• [TASK DATA]:
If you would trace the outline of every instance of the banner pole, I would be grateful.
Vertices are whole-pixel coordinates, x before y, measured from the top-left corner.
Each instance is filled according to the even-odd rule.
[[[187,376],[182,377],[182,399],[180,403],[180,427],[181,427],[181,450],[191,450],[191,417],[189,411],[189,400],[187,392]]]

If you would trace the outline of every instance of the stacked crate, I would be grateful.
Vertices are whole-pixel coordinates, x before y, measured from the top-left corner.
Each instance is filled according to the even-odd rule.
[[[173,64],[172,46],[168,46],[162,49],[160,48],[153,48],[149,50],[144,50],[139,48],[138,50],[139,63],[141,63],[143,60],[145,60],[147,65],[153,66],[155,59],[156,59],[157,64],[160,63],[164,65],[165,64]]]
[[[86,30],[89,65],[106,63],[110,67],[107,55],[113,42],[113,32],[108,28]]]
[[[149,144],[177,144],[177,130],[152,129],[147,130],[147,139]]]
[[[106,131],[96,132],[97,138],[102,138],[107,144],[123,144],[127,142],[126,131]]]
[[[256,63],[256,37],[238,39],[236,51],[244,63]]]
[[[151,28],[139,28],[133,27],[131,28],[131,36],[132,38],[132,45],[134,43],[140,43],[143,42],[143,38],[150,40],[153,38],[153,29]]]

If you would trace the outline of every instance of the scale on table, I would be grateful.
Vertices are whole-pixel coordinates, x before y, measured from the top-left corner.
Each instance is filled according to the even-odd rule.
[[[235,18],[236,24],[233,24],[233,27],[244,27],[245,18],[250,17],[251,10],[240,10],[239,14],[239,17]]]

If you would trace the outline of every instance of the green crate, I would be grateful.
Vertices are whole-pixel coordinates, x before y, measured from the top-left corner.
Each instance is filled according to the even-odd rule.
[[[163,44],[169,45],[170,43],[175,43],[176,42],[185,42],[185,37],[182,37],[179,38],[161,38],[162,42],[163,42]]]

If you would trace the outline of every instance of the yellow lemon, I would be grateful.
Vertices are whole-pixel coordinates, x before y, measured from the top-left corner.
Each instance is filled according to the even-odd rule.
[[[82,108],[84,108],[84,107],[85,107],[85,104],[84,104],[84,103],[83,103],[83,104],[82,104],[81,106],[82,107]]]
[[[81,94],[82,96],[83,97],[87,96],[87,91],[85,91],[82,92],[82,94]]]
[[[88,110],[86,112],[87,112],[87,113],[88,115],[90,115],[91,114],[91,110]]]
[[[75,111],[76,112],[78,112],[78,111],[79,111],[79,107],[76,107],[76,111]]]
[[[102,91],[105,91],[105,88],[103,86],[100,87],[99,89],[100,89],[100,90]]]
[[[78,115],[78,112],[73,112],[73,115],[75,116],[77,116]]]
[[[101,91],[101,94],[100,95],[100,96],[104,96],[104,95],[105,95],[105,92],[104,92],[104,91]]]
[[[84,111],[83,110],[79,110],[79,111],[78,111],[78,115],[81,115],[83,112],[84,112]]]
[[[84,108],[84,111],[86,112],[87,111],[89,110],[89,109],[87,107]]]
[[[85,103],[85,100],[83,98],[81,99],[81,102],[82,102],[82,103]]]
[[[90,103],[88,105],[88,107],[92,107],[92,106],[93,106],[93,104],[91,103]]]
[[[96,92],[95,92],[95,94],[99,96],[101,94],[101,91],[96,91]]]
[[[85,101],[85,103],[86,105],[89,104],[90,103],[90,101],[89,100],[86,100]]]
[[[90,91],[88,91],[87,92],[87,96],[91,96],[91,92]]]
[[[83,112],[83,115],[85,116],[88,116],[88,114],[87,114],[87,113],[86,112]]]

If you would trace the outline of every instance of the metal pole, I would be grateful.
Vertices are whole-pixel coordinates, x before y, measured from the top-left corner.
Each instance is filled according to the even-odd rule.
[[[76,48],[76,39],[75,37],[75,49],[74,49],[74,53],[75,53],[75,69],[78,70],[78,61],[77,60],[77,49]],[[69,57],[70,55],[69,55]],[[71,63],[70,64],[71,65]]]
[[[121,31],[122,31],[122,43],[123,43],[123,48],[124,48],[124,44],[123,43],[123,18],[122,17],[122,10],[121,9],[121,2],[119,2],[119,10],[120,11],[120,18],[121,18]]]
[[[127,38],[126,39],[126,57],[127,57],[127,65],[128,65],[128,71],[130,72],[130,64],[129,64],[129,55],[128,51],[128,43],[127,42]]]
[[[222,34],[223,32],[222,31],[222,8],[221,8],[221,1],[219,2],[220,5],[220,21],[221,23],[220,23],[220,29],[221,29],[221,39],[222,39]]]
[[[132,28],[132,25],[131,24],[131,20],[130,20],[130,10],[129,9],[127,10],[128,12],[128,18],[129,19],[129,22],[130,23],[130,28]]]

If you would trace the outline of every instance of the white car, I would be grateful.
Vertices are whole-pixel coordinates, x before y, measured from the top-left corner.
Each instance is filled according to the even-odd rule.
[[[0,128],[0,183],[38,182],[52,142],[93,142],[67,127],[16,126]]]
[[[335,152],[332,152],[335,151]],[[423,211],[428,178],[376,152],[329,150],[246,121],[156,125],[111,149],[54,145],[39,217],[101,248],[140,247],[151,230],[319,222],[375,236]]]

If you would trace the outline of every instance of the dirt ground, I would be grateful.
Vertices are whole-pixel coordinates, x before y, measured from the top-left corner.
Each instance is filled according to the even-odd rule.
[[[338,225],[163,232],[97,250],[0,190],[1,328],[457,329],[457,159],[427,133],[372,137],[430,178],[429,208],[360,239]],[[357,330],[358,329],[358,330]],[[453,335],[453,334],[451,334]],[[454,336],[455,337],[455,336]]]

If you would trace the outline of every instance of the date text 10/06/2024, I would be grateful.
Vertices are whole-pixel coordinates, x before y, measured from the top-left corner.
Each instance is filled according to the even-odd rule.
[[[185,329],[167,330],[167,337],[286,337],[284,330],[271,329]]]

• [WHAT YOU SHOULD DO]:
Lay out every line of the entries above as a numbered list, leaving out the blank lines.

• [RESULT FOR THIS EXERCISE]:
1. If you would trace the outline of every instance of the banner pole, I would be grateful.
2. Vertices are whole-pixel coordinates, x before y, measured from the top-left corner.
3. Each instance is filled according to the even-odd rule.
4. [[[187,376],[182,377],[182,399],[180,403],[180,427],[181,427],[181,450],[191,450],[191,417],[189,411],[189,400],[187,392]]]
5. If you would trace the outline of every instance of the stacked crate, I would be grateful.
6. Vertices are whole-pixel coordinates, x before y, measured from the top-left corner.
7. Each instance is filled according to the even-odd rule.
8. [[[173,64],[172,46],[168,46],[162,49],[160,48],[153,48],[149,50],[144,50],[139,48],[138,50],[139,63],[141,63],[143,60],[145,60],[147,65],[153,66],[155,59],[156,59],[157,64],[160,63],[164,65],[165,64]]]
9. [[[86,30],[89,65],[106,63],[110,67],[107,55],[113,42],[113,32],[108,28]]]
10. [[[149,144],[177,144],[177,130],[152,129],[147,130],[147,139]]]
11. [[[106,131],[96,132],[97,138],[102,138],[107,144],[123,144],[127,142],[126,131]]]
12. [[[256,63],[256,37],[238,39],[236,51],[244,63]]]
13. [[[151,28],[139,28],[133,27],[131,28],[131,36],[132,38],[132,45],[134,43],[140,43],[143,42],[143,38],[150,40],[153,38],[153,29]]]
14. If you would trace the outline of every instance of the scale on table, I would be grateful.
15. Vertices are whole-pixel coordinates, x before y, measured from the top-left corner.
16. Each instance is filled according to the even-odd rule.
17. [[[235,18],[236,24],[233,24],[233,27],[244,27],[245,18],[250,17],[251,10],[240,10],[239,14],[239,17]]]
18. If you would trace the outline of every instance of the green crate, I would be grateful.
19. Vertices are whole-pixel coordinates, x before y, measured from the top-left corner.
20. Each instance is filled according to the even-odd rule.
21. [[[163,44],[169,45],[170,43],[175,43],[176,42],[185,42],[185,37],[182,37],[179,38],[161,38],[162,42],[163,42]]]
22. If you would trace the outline of every instance of the yellow lemon, I would be grateful.
23. Vertices are whole-pixel coordinates, x before y, measured from the top-left corner.
24. Each instance is filled according to the even-odd rule.
25. [[[82,108],[84,108],[84,107],[85,107],[85,104],[84,104],[84,103],[83,103],[83,104],[82,104],[81,106],[82,107]]]
26. [[[81,94],[82,96],[83,97],[87,96],[87,91],[85,91],[82,92],[82,94]]]
27. [[[88,110],[86,112],[87,112],[87,113],[88,115],[90,115],[91,114],[91,110]]]
28. [[[75,111],[76,112],[78,112],[78,111],[79,111],[79,107],[76,107],[76,111]]]
29. [[[102,91],[105,91],[105,88],[103,86],[100,87],[99,89],[100,89],[100,90]]]
30. [[[78,115],[78,112],[73,112],[73,115],[75,116],[77,116]]]
31. [[[101,91],[101,94],[100,95],[100,96],[104,96],[104,95],[105,95],[105,92],[104,92],[104,91]]]
32. [[[84,111],[83,110],[79,110],[79,111],[78,111],[78,115],[81,115],[83,112],[84,112]]]
33. [[[84,108],[84,111],[86,112],[87,111],[89,110],[89,109],[87,107]]]
34. [[[85,103],[85,100],[83,98],[81,99],[81,102],[82,102],[82,103]]]
35. [[[90,103],[88,105],[88,107],[92,107],[92,106],[93,106],[93,104],[91,103]]]
36. [[[96,92],[95,92],[95,94],[99,96],[101,94],[101,91],[96,91]]]
37. [[[85,101],[85,103],[86,105],[89,104],[90,103],[90,101],[89,100],[86,100]]]
38. [[[90,91],[88,91],[87,92],[87,96],[91,96],[91,92]]]
39. [[[83,112],[83,115],[85,116],[88,116],[88,114],[87,114],[87,113],[86,112]]]
40. If you would trace the outline of every instance of the metal pole, I would be grateful.
41. Vertices are whole-pixel coordinates, x before y, measured from the top-left corner.
42. Each instance is filled according to the even-odd rule.
43. [[[76,48],[76,39],[75,37],[75,49],[74,49],[74,53],[75,53],[75,69],[78,70],[78,61],[77,60],[77,49]],[[69,57],[70,55],[69,55]],[[71,63],[70,64],[71,65]]]
44. [[[121,31],[122,31],[122,43],[123,43],[123,48],[124,48],[124,44],[123,43],[123,18],[122,17],[122,10],[121,9],[121,2],[119,2],[119,10],[120,11],[120,18],[121,18]]]
45. [[[127,38],[126,39],[126,57],[127,57],[127,65],[128,65],[128,71],[130,72],[130,64],[129,64],[129,55],[128,51],[128,43],[127,42]]]
46. [[[222,34],[223,32],[222,31],[222,8],[221,8],[221,1],[219,2],[220,5],[220,21],[221,23],[220,23],[220,29],[221,29],[221,39],[222,39]]]
47. [[[132,28],[132,25],[131,24],[131,20],[130,20],[130,10],[129,9],[127,10],[128,12],[128,18],[129,19],[129,22],[130,23],[130,28]]]
48. If you would trace the outline of every instance of the white car, I would be grateful.
49. Vertices are whole-pixel coordinates, x before y, measured from the top-left corner.
50. Each instance is filled according to the even-odd rule.
51. [[[0,128],[0,183],[38,182],[52,142],[93,142],[67,127],[16,126]]]
52. [[[335,152],[332,152],[335,151]],[[423,211],[428,178],[376,152],[329,150],[246,121],[156,125],[111,149],[54,145],[39,217],[101,248],[140,247],[151,230],[319,222],[375,236]]]
53. If you would trace the outline of every instance of the dirt ground, I would be grateful.
54. Vertices are whole-pixel coordinates, x before y, measured from the top-left corner.
55. Each instance is filled according to the even-odd rule.
56. [[[338,225],[163,232],[97,250],[0,190],[1,328],[457,329],[457,159],[427,133],[372,137],[430,178],[429,208],[360,239]],[[357,330],[358,329],[358,330]],[[453,335],[453,334],[451,334]],[[454,336],[455,337],[455,336]]]
57. If you would trace the outline of every instance of the date text 10/06/2024, I would be grateful.
58. Vertices are whole-pixel coordinates, x before y, measured from the top-left corner.
59. Each instance is filled according to the even-odd rule.
60. [[[185,329],[167,330],[167,337],[286,337],[284,330],[271,329]]]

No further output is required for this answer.